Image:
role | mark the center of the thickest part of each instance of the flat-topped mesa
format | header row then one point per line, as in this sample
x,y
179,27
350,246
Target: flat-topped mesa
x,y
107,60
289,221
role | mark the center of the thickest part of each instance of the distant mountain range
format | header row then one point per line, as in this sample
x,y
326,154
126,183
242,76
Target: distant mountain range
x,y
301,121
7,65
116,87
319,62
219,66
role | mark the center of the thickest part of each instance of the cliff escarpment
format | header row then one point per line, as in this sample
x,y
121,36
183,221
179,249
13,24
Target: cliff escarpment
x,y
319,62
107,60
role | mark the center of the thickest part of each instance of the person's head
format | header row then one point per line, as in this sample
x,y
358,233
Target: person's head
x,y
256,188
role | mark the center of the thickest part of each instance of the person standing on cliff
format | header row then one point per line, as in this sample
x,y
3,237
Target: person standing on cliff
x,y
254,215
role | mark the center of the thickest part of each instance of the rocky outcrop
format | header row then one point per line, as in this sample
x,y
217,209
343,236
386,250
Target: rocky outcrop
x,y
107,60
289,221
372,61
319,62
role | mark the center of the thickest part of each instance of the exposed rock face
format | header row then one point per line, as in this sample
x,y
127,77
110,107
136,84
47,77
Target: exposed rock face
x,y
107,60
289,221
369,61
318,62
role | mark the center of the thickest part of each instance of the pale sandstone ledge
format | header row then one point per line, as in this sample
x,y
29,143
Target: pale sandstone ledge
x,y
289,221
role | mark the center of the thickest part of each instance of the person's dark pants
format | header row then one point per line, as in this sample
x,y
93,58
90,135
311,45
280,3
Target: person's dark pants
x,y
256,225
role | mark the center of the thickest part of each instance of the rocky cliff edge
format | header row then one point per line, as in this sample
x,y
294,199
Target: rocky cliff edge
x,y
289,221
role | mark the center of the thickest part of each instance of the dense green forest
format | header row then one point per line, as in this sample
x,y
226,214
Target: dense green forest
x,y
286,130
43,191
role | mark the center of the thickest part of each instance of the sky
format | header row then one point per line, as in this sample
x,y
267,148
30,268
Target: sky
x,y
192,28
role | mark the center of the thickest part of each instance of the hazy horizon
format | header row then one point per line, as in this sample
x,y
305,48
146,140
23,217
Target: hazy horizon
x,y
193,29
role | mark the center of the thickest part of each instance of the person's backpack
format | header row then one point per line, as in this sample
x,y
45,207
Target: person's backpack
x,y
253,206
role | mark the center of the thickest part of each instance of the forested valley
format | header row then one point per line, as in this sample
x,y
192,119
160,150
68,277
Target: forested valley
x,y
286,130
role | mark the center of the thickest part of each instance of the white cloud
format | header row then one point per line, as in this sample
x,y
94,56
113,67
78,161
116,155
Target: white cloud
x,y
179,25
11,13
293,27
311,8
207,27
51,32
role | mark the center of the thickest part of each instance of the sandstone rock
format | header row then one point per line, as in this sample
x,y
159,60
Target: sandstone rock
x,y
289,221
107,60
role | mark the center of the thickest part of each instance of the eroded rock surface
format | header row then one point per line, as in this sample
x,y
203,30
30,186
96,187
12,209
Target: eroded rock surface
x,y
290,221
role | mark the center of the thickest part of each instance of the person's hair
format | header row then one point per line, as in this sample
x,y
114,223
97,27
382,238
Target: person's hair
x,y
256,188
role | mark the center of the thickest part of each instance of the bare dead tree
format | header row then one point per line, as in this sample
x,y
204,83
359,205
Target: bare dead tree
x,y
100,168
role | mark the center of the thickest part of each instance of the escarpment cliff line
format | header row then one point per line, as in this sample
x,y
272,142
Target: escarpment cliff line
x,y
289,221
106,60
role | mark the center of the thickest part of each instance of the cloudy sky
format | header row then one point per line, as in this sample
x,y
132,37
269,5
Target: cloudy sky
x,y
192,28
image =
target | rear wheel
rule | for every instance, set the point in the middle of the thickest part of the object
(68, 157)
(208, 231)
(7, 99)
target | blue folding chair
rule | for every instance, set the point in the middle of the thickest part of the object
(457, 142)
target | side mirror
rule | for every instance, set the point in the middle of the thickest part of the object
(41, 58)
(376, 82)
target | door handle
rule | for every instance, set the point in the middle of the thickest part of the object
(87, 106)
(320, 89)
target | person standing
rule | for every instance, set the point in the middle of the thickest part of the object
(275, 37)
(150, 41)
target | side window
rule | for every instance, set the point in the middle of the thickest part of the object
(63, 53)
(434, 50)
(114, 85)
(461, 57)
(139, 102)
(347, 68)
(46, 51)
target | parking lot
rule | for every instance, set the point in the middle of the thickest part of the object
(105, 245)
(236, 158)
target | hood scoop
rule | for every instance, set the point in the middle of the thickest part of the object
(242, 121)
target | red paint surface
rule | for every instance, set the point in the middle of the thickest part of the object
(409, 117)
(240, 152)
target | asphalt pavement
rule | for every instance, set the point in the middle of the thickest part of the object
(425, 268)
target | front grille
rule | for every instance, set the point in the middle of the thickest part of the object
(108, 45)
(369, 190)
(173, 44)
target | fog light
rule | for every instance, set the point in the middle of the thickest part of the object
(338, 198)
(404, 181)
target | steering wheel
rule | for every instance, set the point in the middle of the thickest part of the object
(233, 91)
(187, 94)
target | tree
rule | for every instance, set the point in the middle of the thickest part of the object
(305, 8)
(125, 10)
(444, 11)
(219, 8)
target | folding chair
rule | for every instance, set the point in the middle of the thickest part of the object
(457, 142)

****************

Rewrite every row above with "thickest part" changed to "widest part" and everything else left the same.

#### Answer for the task
Image:
role | mark the center of the widest part of each instance of the flat-topped mesa
format | header row then one point per line, as in this sample
x,y
179,27
350,246
Target: flat-topped mesa
x,y
107,60
289,221
role | mark the center of the widest part of each instance of the distant mountain range
format | header row then one point per line, as in this sample
x,y
326,154
126,183
242,76
Target: distant mountain range
x,y
301,121
7,65
116,87
319,62
219,66
role | mark the center of the widest part of each instance of the cliff escarpment
format | header row then one point per line, as in this sample
x,y
121,36
183,221
179,249
13,24
Target: cliff escarpment
x,y
319,62
107,60
role | mark the center of the widest part of each instance of the person's head
format | header row then one point per line, as in this sample
x,y
358,233
Target: person's head
x,y
256,188
role | mark the center of the widest part of each instance of the person standing on cliff
format | header row then one point per line, as in this sample
x,y
3,237
Target: person standing on cliff
x,y
254,215
role | mark the center of the widest part of each instance of the rocky outcrop
format | header row then one point per line, as in this sample
x,y
217,209
343,236
386,250
Target: rocky outcrop
x,y
107,60
289,221
372,61
319,62
role | mark the center of the widest part of each instance of the exposed rock face
format | header row then one point per line, as in this sample
x,y
127,77
110,107
136,84
47,77
Target: exposed rock face
x,y
107,60
289,221
369,61
318,62
role | mark the center of the widest part of each instance of the pale sandstone ledge
format | header row then one point per line, as in this sample
x,y
29,143
Target: pale sandstone ledge
x,y
289,221
role | mark the center of the widest part of each instance of the person's dark pants
format | header row then one point per line, as in this sample
x,y
93,58
90,135
311,45
280,3
Target: person's dark pants
x,y
256,225
role | mark the center of the widest part of each instance of the rocky cliff edge
format | header row then one point per line, as in this sample
x,y
294,199
Target: rocky cliff edge
x,y
289,221
role | mark the center of the widest part of each instance of the dense green forest
format | header row then one point per line, as in this sample
x,y
226,214
Target: dense green forest
x,y
286,130
43,191
role | mark the center of the widest part of each instance of the sky
format | header row then one point per line, as in this sample
x,y
267,148
30,268
Target: sky
x,y
192,28
role | mark the center of the widest part of each instance of the hazy horizon
format | header row then one point per line, as in this sample
x,y
305,48
146,140
23,217
Target: hazy horizon
x,y
193,29
role | mark the center of the widest part of each instance of the person's backpack
format | header row then one point per line, as in this sample
x,y
45,207
Target: person's backpack
x,y
253,206
role | mark the center of the widest part of each instance of the forested valley
format | header row then one point per line, as in this sample
x,y
192,119
160,150
68,277
Target: forested valley
x,y
286,130
role | mark the center of the widest part of each instance of the white cloud
format | header row then one point per line, as in this sample
x,y
94,56
113,67
78,161
116,155
Target: white cloud
x,y
179,25
11,13
293,27
311,8
207,27
51,32
role | mark the center of the widest part of each instance of the sandstone rock
format | header row then one point per line, as in this sample
x,y
159,60
Target: sandstone rock
x,y
289,221
107,60
role | mark the center of the widest part of each instance of the eroded rock surface
format | header row then one point per line, as in this sample
x,y
203,30
30,186
96,187
12,209
Target: eroded rock surface
x,y
290,221
role | mark the center of the widest part of each instance of the person's hair
format | header row then one point per line, as in this sample
x,y
114,223
97,27
382,238
Target: person's hair
x,y
256,188
role | mark the center of the widest part of each instance of the bare dead tree
format | header row then one point per line, as in this sample
x,y
204,83
359,205
Target: bare dead tree
x,y
100,168
role | mark the center of the widest part of each instance of the escarpment cliff line
format | header row then one point per line, as in this sample
x,y
272,142
Target: escarpment cliff line
x,y
289,221
106,60
role | mark the center of the widest part of each instance of the cloudy sky
format | header row then one point per line, as in this sample
x,y
132,37
269,5
Target: cloudy sky
x,y
192,28
image =
target | rear wheel
rule | for every instance, set the point in the middle of the widest part of the object
(68, 157)
(208, 231)
(7, 99)
target | blue folding chair
rule | for every instance, set the point in the middle of the widest part of the object
(457, 142)
target | side mirror
rule | for every instance, set the point in the middle of the widest part of the object
(41, 58)
(376, 82)
target | door handle
rule | for every instance, set the point in the middle of the widest part of the object
(87, 106)
(320, 89)
target | person standing
rule | for every instance, set the point in the middle of the widest part of the object
(275, 37)
(150, 41)
target | side window
rule | for every instance, set the point in the middle of the widest part of the object
(63, 53)
(434, 50)
(114, 85)
(461, 57)
(139, 102)
(347, 68)
(46, 51)
target | parking lot
rule | for every instance, set the point in the middle of the widest part of the object
(105, 245)
(236, 158)
target | hood scoop
rule | for every instance, set the point in the middle of the widest part of the object
(242, 121)
target | red paint surface
rule | for every instance, set the point in the middle of the widest part of the object
(409, 117)
(240, 152)
target | asphalt pavement
rule | for every instance, set the point in the middle of the widest part of the object
(425, 268)
target | front grille
rule | for every instance, set the point in the middle of the widest part of the object
(108, 45)
(369, 190)
(173, 44)
target | fog light
rule | for every instance, set the point in the middle of the widest part of the object
(338, 198)
(404, 181)
target | steering wheel
rule | for every instance, set the point in the middle of the widest part of the object
(233, 91)
(187, 94)
target | tree
rule | for every instance, set the point in the middle of the widest part of the object
(305, 8)
(125, 10)
(444, 11)
(219, 8)
target | folding chair
rule | for every instance, set the point in the middle of the widest part of the object
(457, 142)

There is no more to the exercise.